* [EXCERPTED RECORDS]
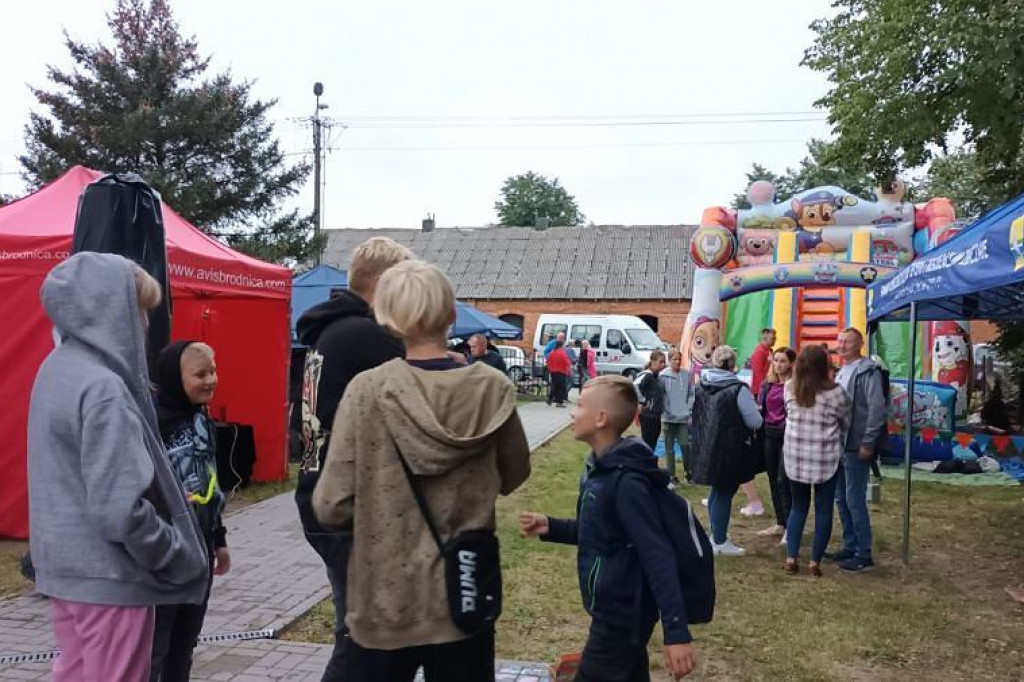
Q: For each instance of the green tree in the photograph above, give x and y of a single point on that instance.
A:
(146, 104)
(910, 76)
(815, 170)
(536, 201)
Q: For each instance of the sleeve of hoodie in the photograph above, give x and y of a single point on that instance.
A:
(513, 454)
(749, 409)
(335, 493)
(637, 509)
(117, 473)
(876, 409)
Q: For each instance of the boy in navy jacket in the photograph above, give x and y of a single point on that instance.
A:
(626, 563)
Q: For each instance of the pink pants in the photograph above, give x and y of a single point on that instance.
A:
(101, 643)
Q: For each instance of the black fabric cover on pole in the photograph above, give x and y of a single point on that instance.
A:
(121, 214)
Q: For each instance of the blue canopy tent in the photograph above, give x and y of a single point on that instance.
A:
(314, 287)
(977, 274)
(469, 321)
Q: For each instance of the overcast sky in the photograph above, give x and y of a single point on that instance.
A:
(436, 102)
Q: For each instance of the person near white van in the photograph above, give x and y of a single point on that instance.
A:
(676, 415)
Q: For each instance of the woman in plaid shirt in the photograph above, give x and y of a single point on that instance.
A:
(817, 419)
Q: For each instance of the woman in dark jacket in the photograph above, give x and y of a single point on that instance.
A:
(771, 400)
(652, 402)
(186, 376)
(725, 418)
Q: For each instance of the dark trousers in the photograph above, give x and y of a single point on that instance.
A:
(824, 498)
(781, 498)
(466, 661)
(650, 429)
(615, 653)
(558, 391)
(174, 638)
(334, 550)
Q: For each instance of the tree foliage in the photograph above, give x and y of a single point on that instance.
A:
(534, 200)
(815, 170)
(146, 104)
(908, 77)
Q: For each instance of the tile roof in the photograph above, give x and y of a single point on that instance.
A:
(605, 262)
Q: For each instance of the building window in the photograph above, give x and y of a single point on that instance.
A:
(651, 321)
(513, 318)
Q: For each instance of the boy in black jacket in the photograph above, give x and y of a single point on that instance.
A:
(344, 340)
(626, 562)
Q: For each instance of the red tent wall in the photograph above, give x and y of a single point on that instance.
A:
(237, 304)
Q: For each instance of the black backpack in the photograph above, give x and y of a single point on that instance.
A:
(694, 558)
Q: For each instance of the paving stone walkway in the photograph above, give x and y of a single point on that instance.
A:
(274, 579)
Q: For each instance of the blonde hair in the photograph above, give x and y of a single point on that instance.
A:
(622, 398)
(415, 300)
(146, 289)
(371, 259)
(724, 357)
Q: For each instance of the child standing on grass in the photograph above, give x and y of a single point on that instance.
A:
(626, 561)
(653, 399)
(452, 430)
(186, 379)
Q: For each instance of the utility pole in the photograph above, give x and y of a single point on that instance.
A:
(317, 135)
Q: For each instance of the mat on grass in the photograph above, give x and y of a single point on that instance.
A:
(994, 478)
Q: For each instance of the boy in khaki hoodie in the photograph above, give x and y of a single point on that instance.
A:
(458, 428)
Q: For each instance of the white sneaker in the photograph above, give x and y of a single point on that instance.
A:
(727, 549)
(752, 510)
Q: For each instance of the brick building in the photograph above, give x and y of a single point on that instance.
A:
(517, 273)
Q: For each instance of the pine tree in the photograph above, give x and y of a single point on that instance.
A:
(147, 105)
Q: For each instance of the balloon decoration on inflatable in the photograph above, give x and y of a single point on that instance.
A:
(713, 247)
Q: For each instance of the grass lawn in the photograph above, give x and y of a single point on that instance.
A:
(944, 617)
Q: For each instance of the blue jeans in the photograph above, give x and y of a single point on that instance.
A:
(851, 498)
(719, 510)
(824, 498)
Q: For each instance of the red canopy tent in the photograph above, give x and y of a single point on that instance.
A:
(236, 303)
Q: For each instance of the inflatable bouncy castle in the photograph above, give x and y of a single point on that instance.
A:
(801, 264)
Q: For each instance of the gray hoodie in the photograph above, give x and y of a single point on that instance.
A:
(678, 395)
(744, 399)
(109, 523)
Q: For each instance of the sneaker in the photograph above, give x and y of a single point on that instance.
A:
(727, 549)
(753, 510)
(842, 555)
(856, 564)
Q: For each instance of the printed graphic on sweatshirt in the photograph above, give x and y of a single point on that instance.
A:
(312, 434)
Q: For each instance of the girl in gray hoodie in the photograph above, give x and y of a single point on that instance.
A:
(111, 534)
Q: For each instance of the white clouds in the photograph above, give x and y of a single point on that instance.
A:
(527, 57)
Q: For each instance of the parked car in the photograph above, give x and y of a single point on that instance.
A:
(515, 363)
(622, 343)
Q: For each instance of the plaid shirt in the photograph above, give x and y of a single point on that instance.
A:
(814, 436)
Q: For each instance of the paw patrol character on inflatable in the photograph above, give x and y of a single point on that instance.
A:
(951, 359)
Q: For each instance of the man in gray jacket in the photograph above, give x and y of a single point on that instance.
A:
(111, 533)
(676, 416)
(862, 380)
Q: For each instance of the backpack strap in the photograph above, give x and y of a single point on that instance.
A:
(421, 501)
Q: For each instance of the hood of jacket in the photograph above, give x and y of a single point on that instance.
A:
(88, 298)
(630, 453)
(713, 377)
(439, 419)
(344, 304)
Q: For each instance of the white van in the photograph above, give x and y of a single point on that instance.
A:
(622, 343)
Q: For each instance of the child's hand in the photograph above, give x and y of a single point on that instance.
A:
(223, 561)
(532, 524)
(679, 659)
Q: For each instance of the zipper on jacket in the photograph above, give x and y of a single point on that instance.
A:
(595, 572)
(693, 530)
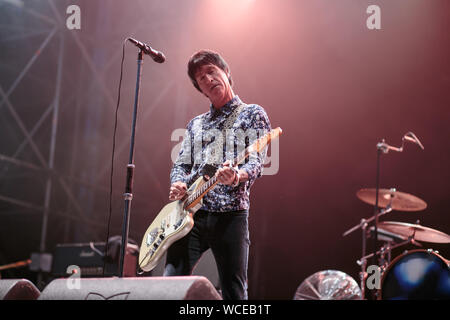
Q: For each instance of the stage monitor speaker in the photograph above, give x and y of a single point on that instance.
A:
(18, 289)
(136, 288)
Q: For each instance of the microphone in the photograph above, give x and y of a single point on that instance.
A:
(157, 56)
(383, 146)
(413, 138)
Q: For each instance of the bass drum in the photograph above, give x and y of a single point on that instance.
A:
(416, 275)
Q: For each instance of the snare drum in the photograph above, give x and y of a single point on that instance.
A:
(417, 274)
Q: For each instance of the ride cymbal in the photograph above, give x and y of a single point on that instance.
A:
(398, 200)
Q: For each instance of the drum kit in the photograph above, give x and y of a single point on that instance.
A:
(414, 274)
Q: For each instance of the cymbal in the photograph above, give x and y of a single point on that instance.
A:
(419, 232)
(399, 200)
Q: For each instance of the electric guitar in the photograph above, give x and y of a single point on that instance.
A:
(176, 219)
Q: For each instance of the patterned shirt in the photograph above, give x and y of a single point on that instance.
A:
(207, 142)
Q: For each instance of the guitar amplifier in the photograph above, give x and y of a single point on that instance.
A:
(90, 258)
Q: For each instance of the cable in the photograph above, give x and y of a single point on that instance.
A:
(112, 160)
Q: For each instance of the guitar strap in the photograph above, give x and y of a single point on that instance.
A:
(214, 151)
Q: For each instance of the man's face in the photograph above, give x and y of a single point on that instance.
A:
(214, 83)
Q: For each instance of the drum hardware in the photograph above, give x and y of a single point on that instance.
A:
(417, 231)
(387, 200)
(363, 262)
(399, 201)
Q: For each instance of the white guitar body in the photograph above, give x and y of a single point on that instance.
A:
(171, 224)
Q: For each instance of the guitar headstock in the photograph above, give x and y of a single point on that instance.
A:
(262, 142)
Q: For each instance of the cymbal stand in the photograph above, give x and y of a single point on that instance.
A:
(363, 261)
(388, 248)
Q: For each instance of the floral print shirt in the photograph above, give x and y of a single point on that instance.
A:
(207, 144)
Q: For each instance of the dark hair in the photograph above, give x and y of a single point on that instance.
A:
(204, 57)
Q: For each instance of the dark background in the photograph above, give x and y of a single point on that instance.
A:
(335, 87)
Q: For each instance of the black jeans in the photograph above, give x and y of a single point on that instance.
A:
(226, 233)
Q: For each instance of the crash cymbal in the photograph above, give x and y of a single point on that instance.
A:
(398, 200)
(419, 232)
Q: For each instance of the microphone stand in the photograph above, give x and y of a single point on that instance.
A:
(128, 195)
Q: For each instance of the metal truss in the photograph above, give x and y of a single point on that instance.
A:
(56, 33)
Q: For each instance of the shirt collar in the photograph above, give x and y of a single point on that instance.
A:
(227, 108)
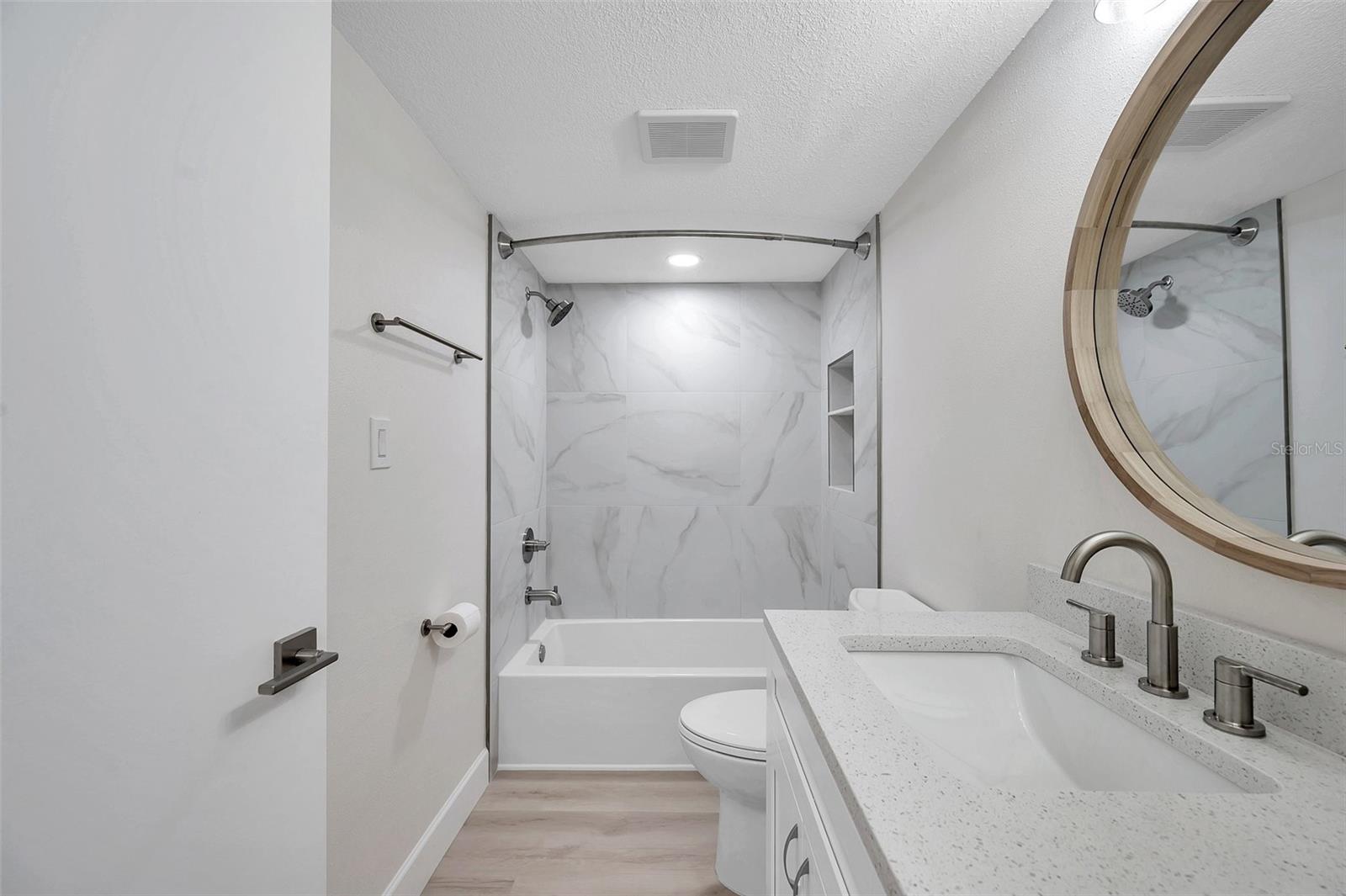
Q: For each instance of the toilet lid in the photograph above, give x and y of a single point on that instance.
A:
(730, 723)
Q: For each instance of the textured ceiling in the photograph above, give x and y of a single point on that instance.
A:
(535, 105)
(1296, 50)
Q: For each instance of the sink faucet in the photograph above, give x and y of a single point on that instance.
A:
(551, 595)
(1161, 634)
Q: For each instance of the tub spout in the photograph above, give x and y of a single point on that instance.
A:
(551, 595)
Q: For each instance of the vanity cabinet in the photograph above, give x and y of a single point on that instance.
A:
(813, 846)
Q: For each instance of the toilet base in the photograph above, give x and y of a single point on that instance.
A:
(740, 848)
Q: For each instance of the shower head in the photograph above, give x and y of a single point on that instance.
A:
(558, 308)
(1137, 301)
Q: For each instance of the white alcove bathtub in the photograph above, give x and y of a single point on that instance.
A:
(609, 692)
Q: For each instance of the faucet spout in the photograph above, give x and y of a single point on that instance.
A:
(1161, 577)
(551, 595)
(1161, 634)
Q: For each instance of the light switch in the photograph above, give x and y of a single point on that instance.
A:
(379, 455)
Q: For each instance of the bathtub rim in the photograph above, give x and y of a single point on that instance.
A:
(520, 667)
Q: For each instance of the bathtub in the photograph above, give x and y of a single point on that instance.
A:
(609, 692)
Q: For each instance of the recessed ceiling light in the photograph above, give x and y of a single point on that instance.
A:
(1119, 11)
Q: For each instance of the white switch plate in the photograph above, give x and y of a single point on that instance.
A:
(379, 436)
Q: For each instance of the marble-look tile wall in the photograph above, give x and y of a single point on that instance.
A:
(851, 517)
(684, 449)
(1206, 368)
(518, 455)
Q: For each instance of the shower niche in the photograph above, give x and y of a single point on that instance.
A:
(841, 422)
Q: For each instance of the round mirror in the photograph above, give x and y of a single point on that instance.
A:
(1206, 299)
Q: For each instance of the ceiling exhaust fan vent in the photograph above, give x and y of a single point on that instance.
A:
(686, 135)
(1209, 121)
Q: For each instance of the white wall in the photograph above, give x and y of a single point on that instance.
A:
(405, 718)
(987, 464)
(1316, 303)
(166, 235)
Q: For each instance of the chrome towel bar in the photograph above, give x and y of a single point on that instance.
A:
(379, 321)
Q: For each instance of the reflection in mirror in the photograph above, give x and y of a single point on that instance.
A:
(1232, 301)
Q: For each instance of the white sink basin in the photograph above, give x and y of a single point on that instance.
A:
(999, 721)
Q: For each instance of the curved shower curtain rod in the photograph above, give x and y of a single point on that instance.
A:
(506, 245)
(1240, 233)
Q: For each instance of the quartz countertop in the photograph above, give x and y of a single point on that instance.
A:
(929, 832)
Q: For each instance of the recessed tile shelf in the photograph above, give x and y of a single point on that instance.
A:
(841, 422)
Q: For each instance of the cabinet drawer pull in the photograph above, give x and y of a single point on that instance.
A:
(785, 853)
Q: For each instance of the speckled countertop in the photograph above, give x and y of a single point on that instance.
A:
(929, 832)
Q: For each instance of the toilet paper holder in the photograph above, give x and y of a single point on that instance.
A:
(448, 630)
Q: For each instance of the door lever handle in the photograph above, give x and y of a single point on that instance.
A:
(296, 657)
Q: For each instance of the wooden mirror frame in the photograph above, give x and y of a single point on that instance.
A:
(1100, 386)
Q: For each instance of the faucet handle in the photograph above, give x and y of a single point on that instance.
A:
(1233, 712)
(1103, 637)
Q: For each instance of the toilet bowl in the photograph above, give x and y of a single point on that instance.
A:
(724, 736)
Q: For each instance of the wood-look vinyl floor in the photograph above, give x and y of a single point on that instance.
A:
(586, 835)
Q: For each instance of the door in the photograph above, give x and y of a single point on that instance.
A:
(163, 502)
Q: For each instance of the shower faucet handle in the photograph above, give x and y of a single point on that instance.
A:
(1103, 637)
(532, 545)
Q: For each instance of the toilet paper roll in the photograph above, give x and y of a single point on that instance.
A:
(466, 620)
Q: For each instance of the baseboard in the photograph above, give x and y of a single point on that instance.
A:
(591, 767)
(424, 859)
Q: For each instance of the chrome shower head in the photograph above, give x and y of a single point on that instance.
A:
(1137, 301)
(558, 308)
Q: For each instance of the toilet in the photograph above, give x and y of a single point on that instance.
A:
(724, 736)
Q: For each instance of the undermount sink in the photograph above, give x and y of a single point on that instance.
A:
(999, 721)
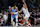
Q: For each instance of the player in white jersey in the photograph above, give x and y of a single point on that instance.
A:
(26, 12)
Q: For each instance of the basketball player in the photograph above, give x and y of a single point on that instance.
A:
(26, 12)
(14, 14)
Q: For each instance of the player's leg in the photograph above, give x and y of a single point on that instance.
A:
(26, 20)
(12, 18)
(16, 20)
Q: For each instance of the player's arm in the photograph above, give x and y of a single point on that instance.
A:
(24, 3)
(20, 11)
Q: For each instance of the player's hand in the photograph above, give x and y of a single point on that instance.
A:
(12, 13)
(23, 1)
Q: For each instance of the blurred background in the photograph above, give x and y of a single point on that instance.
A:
(33, 6)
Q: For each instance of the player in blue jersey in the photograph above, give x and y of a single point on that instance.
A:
(14, 14)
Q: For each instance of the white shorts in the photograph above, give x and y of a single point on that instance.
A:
(27, 17)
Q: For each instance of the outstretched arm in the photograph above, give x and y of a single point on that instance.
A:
(25, 5)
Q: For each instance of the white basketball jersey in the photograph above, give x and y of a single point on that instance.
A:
(25, 11)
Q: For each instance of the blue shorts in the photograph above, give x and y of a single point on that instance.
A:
(13, 16)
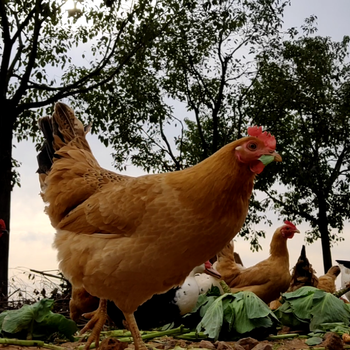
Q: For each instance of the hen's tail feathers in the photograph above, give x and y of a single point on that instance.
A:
(61, 129)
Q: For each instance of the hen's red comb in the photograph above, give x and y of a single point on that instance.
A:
(290, 224)
(265, 136)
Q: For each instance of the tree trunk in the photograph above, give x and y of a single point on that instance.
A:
(326, 248)
(6, 127)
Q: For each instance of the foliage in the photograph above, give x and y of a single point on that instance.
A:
(312, 308)
(36, 321)
(302, 93)
(232, 315)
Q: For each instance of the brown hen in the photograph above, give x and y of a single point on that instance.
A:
(126, 238)
(267, 279)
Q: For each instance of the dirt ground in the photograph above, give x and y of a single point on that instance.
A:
(331, 342)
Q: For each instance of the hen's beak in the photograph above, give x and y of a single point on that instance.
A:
(268, 158)
(210, 270)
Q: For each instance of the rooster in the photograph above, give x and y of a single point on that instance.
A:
(2, 227)
(268, 278)
(127, 238)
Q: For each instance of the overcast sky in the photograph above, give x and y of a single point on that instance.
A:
(32, 234)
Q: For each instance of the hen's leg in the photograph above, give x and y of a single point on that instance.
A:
(97, 320)
(134, 329)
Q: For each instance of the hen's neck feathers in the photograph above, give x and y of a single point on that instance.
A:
(221, 177)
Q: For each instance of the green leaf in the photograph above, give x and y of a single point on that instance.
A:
(313, 341)
(18, 320)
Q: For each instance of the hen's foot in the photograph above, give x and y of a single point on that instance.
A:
(97, 321)
(134, 329)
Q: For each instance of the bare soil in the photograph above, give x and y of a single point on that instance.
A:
(331, 342)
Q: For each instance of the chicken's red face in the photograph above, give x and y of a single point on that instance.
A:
(288, 230)
(257, 154)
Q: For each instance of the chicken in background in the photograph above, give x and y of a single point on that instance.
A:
(327, 282)
(226, 263)
(126, 238)
(267, 279)
(303, 274)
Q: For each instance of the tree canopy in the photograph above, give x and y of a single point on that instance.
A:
(302, 93)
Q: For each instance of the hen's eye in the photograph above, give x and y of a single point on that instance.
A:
(252, 146)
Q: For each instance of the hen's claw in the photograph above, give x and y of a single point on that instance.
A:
(97, 321)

* [EXERCISE DIRECTIONS]
Every line that contains the string "pole" should be copied from the records.

* [RESULT FOR THIS TASK]
Q: For each instance of the black fabric cover on pole in the photograph above, give x and y of a single point on that instance.
Q: For each instance of the utility pole in the photograph above, give x and y of a single point on that instance.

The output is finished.